[Photo object pointing material]
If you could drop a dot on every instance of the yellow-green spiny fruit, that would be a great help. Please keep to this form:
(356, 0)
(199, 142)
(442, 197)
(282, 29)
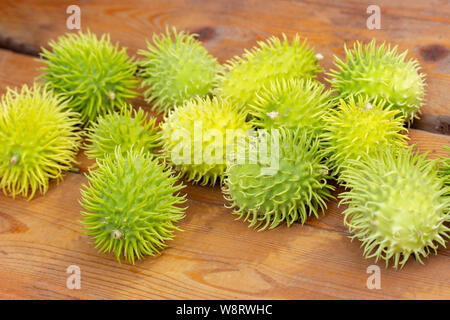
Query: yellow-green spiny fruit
(380, 73)
(176, 68)
(275, 59)
(292, 103)
(95, 76)
(445, 168)
(39, 140)
(196, 137)
(127, 128)
(288, 186)
(397, 205)
(358, 127)
(131, 204)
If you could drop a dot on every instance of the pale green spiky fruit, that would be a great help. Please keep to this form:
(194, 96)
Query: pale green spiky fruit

Work to complete = Can you rewrite the material from the line containing "of the pale" through the end of the material, replacing "spiky" with "prickly" and leaving everything else unchanged?

The answer =
If you could drop a dot on every instance of the pale green prickly fruit, that would be a great help. Please keep to this form:
(194, 96)
Query: pale green prickly fruit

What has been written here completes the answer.